Collected data:

*-*-*

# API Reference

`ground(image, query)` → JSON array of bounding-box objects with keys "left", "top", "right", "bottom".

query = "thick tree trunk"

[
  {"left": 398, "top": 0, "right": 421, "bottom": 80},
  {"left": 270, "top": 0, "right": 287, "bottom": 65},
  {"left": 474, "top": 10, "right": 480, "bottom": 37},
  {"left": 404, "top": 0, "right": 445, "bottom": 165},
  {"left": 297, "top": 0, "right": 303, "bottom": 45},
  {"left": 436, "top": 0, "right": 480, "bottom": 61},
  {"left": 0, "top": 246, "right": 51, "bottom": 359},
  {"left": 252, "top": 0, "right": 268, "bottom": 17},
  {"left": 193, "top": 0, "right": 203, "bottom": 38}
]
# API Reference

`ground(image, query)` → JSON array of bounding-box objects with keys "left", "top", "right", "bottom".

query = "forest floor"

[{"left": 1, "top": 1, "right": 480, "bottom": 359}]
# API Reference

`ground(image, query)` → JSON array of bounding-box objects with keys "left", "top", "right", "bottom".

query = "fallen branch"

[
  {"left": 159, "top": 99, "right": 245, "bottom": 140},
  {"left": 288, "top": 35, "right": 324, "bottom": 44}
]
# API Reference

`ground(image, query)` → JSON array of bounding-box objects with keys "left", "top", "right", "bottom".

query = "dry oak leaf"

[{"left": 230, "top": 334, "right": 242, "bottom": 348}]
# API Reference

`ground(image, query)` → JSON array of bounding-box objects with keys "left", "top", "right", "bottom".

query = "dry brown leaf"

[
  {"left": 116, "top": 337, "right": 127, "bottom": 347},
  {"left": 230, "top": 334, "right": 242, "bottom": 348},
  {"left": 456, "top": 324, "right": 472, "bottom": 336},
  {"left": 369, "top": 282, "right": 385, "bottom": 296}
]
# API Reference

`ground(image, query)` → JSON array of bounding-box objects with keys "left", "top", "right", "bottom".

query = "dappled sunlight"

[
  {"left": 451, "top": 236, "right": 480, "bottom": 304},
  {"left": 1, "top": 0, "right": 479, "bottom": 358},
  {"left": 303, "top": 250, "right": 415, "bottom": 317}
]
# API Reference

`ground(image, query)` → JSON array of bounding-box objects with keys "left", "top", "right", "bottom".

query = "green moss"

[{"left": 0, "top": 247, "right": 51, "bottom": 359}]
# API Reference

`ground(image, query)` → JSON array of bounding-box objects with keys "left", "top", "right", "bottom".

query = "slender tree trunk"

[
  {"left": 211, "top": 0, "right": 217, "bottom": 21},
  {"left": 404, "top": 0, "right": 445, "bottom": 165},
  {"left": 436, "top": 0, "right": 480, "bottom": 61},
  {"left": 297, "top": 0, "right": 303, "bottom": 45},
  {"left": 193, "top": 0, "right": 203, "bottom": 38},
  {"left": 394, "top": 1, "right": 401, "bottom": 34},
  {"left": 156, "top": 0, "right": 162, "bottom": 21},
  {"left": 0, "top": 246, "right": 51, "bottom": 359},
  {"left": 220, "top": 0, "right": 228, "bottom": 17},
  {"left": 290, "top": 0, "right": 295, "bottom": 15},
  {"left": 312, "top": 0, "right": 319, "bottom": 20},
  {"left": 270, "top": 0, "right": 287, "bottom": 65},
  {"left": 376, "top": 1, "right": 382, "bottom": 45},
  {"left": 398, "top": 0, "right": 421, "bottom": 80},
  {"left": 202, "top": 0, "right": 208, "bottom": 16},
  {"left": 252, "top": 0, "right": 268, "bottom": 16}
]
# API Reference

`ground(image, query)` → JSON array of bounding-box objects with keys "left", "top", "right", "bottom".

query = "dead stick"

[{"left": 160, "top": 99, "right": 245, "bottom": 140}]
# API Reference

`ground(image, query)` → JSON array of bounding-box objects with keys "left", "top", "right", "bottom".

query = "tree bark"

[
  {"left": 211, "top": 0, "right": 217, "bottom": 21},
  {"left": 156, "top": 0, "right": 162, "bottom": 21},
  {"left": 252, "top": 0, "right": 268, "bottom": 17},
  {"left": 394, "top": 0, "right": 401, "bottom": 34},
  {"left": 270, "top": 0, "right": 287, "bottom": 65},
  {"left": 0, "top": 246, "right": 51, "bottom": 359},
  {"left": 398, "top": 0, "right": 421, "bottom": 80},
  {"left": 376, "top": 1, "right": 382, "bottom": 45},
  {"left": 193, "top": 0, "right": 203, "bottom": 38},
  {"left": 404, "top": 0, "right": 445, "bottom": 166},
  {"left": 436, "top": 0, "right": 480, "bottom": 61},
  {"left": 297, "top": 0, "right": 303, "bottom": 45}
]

*-*-*

### EXERCISE DIRECTIONS
All of the entries above should be output exactly as they are.

### ANSWER TO THIS PROBLEM
# API Reference

`ground(image, query)` → JSON array of bounding-box objects with keys "left", "top", "right", "bottom".

query = "thick tree trunk"

[
  {"left": 398, "top": 0, "right": 421, "bottom": 80},
  {"left": 270, "top": 0, "right": 287, "bottom": 65},
  {"left": 474, "top": 10, "right": 480, "bottom": 37},
  {"left": 404, "top": 0, "right": 445, "bottom": 165},
  {"left": 297, "top": 0, "right": 303, "bottom": 45},
  {"left": 436, "top": 0, "right": 480, "bottom": 61},
  {"left": 0, "top": 246, "right": 51, "bottom": 359},
  {"left": 252, "top": 0, "right": 268, "bottom": 17},
  {"left": 193, "top": 0, "right": 203, "bottom": 38}
]
# API Reference

`ground(image, query)` → JSON array of bounding-box objects with keys "left", "top", "right", "bottom".

query = "forest floor"

[{"left": 1, "top": 1, "right": 480, "bottom": 359}]
# API Reference

`ground(image, query)` → JSON array of bounding-box objects with keys "left", "top", "right", "bottom".

query = "fallen branch"

[
  {"left": 159, "top": 99, "right": 245, "bottom": 140},
  {"left": 288, "top": 35, "right": 324, "bottom": 44}
]
# API Reference

`ground(image, query)` → JSON array of bounding-box objects with keys "left", "top", "right", "bottom".

query = "dry oak leaf"

[{"left": 230, "top": 334, "right": 242, "bottom": 348}]
# API Reference

`ground(image, query)` → JSON array of bounding-box objects with keys "left", "top", "right", "bottom".

query = "dry brown leaf"

[
  {"left": 116, "top": 337, "right": 127, "bottom": 347},
  {"left": 230, "top": 334, "right": 242, "bottom": 348},
  {"left": 456, "top": 324, "right": 472, "bottom": 336},
  {"left": 369, "top": 282, "right": 385, "bottom": 296}
]
# API Reference

`ground(image, query)` → JSON array of bounding-box objects with keys "left", "top", "right", "bottom".

query = "dappled sunlight"

[
  {"left": 451, "top": 236, "right": 480, "bottom": 304},
  {"left": 1, "top": 0, "right": 479, "bottom": 358},
  {"left": 303, "top": 250, "right": 415, "bottom": 317}
]
# API Reference

`ground(image, query)` → JSON array of bounding-box objects with keys "left", "top", "right", "bottom".

query = "green moss"

[{"left": 0, "top": 247, "right": 51, "bottom": 359}]
# API Reference

`ground(image, query)` → JSON array of bounding-box objects with keys "left", "top", "right", "bottom".

query = "slender tree trunk"

[
  {"left": 211, "top": 0, "right": 217, "bottom": 21},
  {"left": 404, "top": 0, "right": 445, "bottom": 165},
  {"left": 436, "top": 0, "right": 480, "bottom": 61},
  {"left": 297, "top": 0, "right": 303, "bottom": 45},
  {"left": 193, "top": 0, "right": 203, "bottom": 38},
  {"left": 394, "top": 1, "right": 401, "bottom": 34},
  {"left": 156, "top": 0, "right": 162, "bottom": 21},
  {"left": 0, "top": 246, "right": 51, "bottom": 359},
  {"left": 220, "top": 0, "right": 228, "bottom": 17},
  {"left": 290, "top": 0, "right": 295, "bottom": 15},
  {"left": 312, "top": 0, "right": 319, "bottom": 20},
  {"left": 270, "top": 0, "right": 287, "bottom": 65},
  {"left": 376, "top": 1, "right": 382, "bottom": 45},
  {"left": 398, "top": 0, "right": 421, "bottom": 80},
  {"left": 202, "top": 0, "right": 208, "bottom": 16},
  {"left": 252, "top": 0, "right": 268, "bottom": 16}
]
# API Reference

`ground(image, query)` → JSON array of bounding-box objects with keys "left", "top", "right", "bottom".

query = "dead stick"

[{"left": 160, "top": 99, "right": 245, "bottom": 140}]
# API Reference

`ground(image, query)` → JSON array of bounding-box objects with keys "left", "top", "right", "bottom".

query = "tree bark"

[
  {"left": 211, "top": 0, "right": 217, "bottom": 21},
  {"left": 156, "top": 0, "right": 162, "bottom": 21},
  {"left": 252, "top": 0, "right": 268, "bottom": 17},
  {"left": 394, "top": 0, "right": 401, "bottom": 34},
  {"left": 270, "top": 0, "right": 287, "bottom": 65},
  {"left": 0, "top": 246, "right": 51, "bottom": 359},
  {"left": 398, "top": 0, "right": 421, "bottom": 80},
  {"left": 376, "top": 1, "right": 382, "bottom": 45},
  {"left": 193, "top": 0, "right": 203, "bottom": 38},
  {"left": 404, "top": 0, "right": 445, "bottom": 166},
  {"left": 436, "top": 0, "right": 480, "bottom": 61},
  {"left": 297, "top": 0, "right": 303, "bottom": 45}
]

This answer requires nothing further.